** What to do **
The entries should be given again so that each one matches the original exactly.

Content starts

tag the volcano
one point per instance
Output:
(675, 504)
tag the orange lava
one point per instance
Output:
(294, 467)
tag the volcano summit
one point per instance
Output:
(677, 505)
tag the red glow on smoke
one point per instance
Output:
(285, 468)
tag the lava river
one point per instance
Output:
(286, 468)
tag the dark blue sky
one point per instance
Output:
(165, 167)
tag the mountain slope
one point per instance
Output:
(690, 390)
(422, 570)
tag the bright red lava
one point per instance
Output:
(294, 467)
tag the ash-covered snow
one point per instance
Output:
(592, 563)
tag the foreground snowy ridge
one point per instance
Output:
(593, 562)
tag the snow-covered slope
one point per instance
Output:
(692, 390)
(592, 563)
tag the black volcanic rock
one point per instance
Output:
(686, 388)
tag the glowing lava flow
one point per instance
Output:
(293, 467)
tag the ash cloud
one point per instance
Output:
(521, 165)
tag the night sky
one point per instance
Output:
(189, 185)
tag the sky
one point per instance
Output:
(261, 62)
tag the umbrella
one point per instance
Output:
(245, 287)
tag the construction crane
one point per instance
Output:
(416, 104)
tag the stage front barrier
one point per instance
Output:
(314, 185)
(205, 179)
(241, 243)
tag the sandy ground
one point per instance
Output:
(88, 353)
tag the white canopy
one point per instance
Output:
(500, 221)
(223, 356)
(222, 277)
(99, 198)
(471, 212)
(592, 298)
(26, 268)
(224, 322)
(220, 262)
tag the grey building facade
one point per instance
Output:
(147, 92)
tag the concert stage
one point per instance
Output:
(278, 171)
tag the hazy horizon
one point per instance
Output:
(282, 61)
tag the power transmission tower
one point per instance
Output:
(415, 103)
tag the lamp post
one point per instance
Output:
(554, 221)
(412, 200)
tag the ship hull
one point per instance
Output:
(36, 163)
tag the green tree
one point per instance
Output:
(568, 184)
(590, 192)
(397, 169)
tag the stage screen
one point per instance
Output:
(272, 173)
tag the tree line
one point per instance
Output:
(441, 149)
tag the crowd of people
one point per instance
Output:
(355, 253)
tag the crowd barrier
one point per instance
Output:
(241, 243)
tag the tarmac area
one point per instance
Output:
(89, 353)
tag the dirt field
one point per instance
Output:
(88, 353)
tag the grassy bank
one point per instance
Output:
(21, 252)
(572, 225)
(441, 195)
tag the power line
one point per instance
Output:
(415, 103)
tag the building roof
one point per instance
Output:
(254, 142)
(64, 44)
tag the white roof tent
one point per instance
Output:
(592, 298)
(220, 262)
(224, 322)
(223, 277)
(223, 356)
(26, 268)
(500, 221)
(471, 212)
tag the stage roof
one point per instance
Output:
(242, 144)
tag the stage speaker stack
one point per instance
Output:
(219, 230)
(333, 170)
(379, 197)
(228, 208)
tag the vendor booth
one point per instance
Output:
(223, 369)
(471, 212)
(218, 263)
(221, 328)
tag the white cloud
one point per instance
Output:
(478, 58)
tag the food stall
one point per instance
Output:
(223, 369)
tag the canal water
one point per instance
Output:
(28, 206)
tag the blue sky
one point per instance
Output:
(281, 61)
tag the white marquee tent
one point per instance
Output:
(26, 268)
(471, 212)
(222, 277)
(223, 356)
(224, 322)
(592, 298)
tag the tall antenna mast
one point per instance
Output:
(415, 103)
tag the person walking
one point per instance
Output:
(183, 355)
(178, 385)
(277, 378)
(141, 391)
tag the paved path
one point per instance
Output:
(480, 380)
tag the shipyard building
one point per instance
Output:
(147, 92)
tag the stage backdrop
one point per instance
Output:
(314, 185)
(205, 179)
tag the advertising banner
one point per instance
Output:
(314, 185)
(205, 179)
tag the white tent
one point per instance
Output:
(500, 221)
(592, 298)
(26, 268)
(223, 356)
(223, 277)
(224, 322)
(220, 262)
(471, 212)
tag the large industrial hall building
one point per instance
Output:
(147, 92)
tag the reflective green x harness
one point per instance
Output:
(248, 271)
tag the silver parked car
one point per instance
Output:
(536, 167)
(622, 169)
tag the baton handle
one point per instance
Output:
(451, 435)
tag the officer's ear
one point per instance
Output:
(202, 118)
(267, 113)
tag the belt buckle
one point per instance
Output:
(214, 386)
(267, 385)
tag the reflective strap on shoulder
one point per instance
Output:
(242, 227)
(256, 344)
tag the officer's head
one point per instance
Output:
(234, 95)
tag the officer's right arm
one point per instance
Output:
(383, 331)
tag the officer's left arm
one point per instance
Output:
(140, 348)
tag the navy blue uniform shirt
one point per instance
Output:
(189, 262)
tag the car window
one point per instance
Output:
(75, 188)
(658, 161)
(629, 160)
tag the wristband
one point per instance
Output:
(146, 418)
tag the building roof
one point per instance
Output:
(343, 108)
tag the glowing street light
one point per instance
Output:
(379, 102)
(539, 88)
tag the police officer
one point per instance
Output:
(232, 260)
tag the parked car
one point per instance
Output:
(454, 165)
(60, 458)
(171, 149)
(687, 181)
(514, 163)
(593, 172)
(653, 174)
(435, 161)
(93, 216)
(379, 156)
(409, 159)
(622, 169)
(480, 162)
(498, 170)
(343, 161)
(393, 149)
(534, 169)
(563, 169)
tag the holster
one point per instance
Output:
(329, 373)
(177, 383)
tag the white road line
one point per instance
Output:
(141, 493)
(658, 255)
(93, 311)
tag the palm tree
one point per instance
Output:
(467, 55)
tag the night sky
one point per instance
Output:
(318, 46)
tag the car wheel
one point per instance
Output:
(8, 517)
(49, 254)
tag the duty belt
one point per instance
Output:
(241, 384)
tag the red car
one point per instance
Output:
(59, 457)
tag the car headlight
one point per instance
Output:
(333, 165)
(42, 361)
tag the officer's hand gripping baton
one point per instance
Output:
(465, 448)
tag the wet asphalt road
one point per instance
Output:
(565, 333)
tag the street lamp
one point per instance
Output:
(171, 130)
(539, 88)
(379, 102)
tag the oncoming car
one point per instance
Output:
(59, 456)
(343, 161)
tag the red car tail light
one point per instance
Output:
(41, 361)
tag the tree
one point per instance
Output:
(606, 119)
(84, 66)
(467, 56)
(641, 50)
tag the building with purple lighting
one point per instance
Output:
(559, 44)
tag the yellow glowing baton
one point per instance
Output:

Content ends

** Response to this task **
tag the volcano
one point per instance
Output:
(675, 504)
tag the orange lava
one point per instance
Output:
(294, 467)
tag the volcano summit
one point per instance
Output:
(677, 505)
tag the red glow on smoke
one point per instance
Output:
(285, 468)
tag the lava river
one point per instance
Output:
(286, 468)
tag the dark blue sky
one point per instance
Output:
(165, 167)
tag the mountain slope
one point per instance
Output:
(690, 390)
(422, 570)
tag the bright red lava
one point per instance
Output:
(294, 467)
tag the ash-covered snow
one point per instance
Output:
(592, 563)
tag the foreground snowy ridge
one point per instance
Output:
(593, 562)
tag the snow-covered slope
one point per instance
Output:
(692, 390)
(592, 563)
tag the black volcanic rock
one point per instance
Output:
(686, 388)
tag the glowing lava flow
one point per instance
Output:
(293, 467)
tag the ash cloud
one point per instance
Output:
(521, 165)
tag the night sky
one point per instance
Output:
(189, 185)
tag the sky
one point per instance
Output:
(261, 62)
tag the umbrella
one point per instance
Output:
(245, 287)
tag the construction crane
one point per instance
Output:
(416, 104)
tag the stage front barrier
one point per instance
Output:
(314, 185)
(205, 179)
(241, 243)
tag the sandy ground
one point per instance
Output:
(88, 353)
tag the white canopy
one point per instance
Output:
(500, 221)
(223, 356)
(222, 277)
(99, 198)
(471, 212)
(592, 298)
(26, 268)
(224, 322)
(220, 262)
tag the grey building facade
one point per instance
Output:
(147, 92)
tag the concert stage
one point per instance
Output:
(278, 171)
tag the hazy horizon
one point per instance
Output:
(282, 61)
tag the power transmission tower
one point per instance
Output:
(415, 103)
tag the lamp post
one point per instance
Output:
(554, 221)
(412, 200)
tag the ship hull
one point per instance
Output:
(36, 163)
tag the green tree
one point per instance
Output:
(568, 184)
(590, 192)
(397, 169)
tag the stage screen
one point per instance
Output:
(272, 173)
tag the tree line
one point per instance
Output:
(441, 149)
tag the crowd of people
one point per instance
Output:
(355, 253)
tag the crowd barrier
one point per instance
Output:
(241, 243)
tag the tarmac area
one point per instance
Output:
(89, 353)
tag the dirt field
one point per instance
Output:
(88, 353)
tag the grassy bank
one point per instance
Output:
(21, 252)
(572, 225)
(441, 195)
tag the power line
one point per instance
Output:
(415, 103)
tag the building roof
one point per instance
Output:
(254, 142)
(64, 44)
tag the white roof tent
one point per instance
Output:
(592, 298)
(220, 262)
(224, 322)
(223, 277)
(223, 356)
(26, 268)
(500, 221)
(471, 212)
tag the stage roof
one point per instance
Output:
(242, 144)
tag the stage speaker stack
one point per instance
Output:
(219, 230)
(333, 170)
(379, 197)
(228, 208)
tag the vendor booth
one point per instance
Output:
(223, 369)
(471, 212)
(218, 263)
(221, 328)
tag the white cloud
one point per instance
Output:
(478, 58)
tag the food stall
one point per instance
Output:
(223, 369)
tag the canal water
one point per instance
Output:
(28, 206)
tag the blue sky
one point per instance
Output:
(281, 61)
tag the white marquee tent
one point per instance
Output:
(26, 268)
(471, 212)
(222, 277)
(223, 356)
(224, 322)
(592, 298)
tag the tall antenna mast
one point per instance
Output:
(415, 103)
tag the person walking
one point per instance
Output:
(183, 355)
(178, 385)
(277, 378)
(141, 391)
tag the paved path
one point per instance
Output:
(480, 380)
tag the shipyard building
one point per instance
Output:
(147, 92)
tag the stage backdrop
one point per instance
Output:
(314, 185)
(205, 179)
tag the advertising banner
one point per instance
Output:
(314, 185)
(205, 179)
tag the white tent
one point per instance
Output:
(500, 221)
(592, 298)
(26, 268)
(223, 356)
(223, 277)
(224, 322)
(220, 262)
(471, 212)
tag the large industrial hall building
one point per instance
Output:
(147, 92)
tag the reflective green x harness
one point per instance
Output:
(248, 271)
tag the silver parked car
one point per instance
Output:
(536, 167)
(622, 169)
tag the baton handle
one point per instance
Output:
(451, 435)
tag the officer's ear
one point per instance
Output:
(202, 118)
(267, 113)
tag the belt buckle
one point per instance
Output:
(214, 386)
(267, 385)
tag the reflective strap on shoulder
one point per instance
Output:
(242, 227)
(256, 344)
tag the officer's head
one point per instance
Output:
(234, 95)
tag the officer's right arm
one point per instance
Output:
(383, 331)
tag the officer's left arm
one point per instance
Output:
(140, 348)
tag the navy blue uniform shirt
one point per instance
Output:
(189, 262)
tag the car window
one point per instance
Output:
(75, 188)
(658, 161)
(629, 160)
tag the wristband
one point per instance
Output:
(146, 418)
tag the building roof
one point per instance
Output:
(343, 108)
tag the glowing street light
one point per instance
Output:
(379, 102)
(539, 88)
tag the police officer
one point per instance
Output:
(232, 260)
tag the parked car
one point per instance
Output:
(454, 165)
(60, 458)
(171, 149)
(687, 181)
(514, 163)
(593, 172)
(653, 174)
(435, 161)
(93, 216)
(379, 156)
(409, 159)
(622, 169)
(480, 162)
(498, 170)
(343, 161)
(393, 149)
(534, 169)
(563, 169)
tag the holster
one point per instance
Output:
(329, 373)
(177, 383)
tag the white road line
one point per instance
Output:
(141, 493)
(658, 255)
(93, 311)
tag the palm tree
one point per instance
Output:
(467, 55)
tag the night sky
one point per instance
Output:
(318, 46)
tag the car wheel
one point per instance
Output:
(8, 517)
(49, 254)
tag the duty belt
one point per instance
Output:
(241, 384)
tag the red car
one point per instance
Output:
(59, 457)
tag the car headlight
one point per instance
Output:
(333, 165)
(42, 361)
tag the officer's hand gripping baton
one point per instance
Output:
(465, 448)
tag the wet asphalt road
one point per instance
Output:
(565, 333)
tag the street lamp
one point per instance
Output:
(171, 130)
(539, 88)
(379, 102)
tag the oncoming car
one point per instance
Output:
(59, 456)
(343, 161)
tag the red car tail light
one point per instance
Output:
(41, 361)
tag the tree
one point per instance
Output:
(606, 119)
(84, 66)
(467, 56)
(641, 50)
tag the building with purple lighting
one point per instance
Output:
(559, 44)
tag the yellow glowing baton
one point per instance
Output:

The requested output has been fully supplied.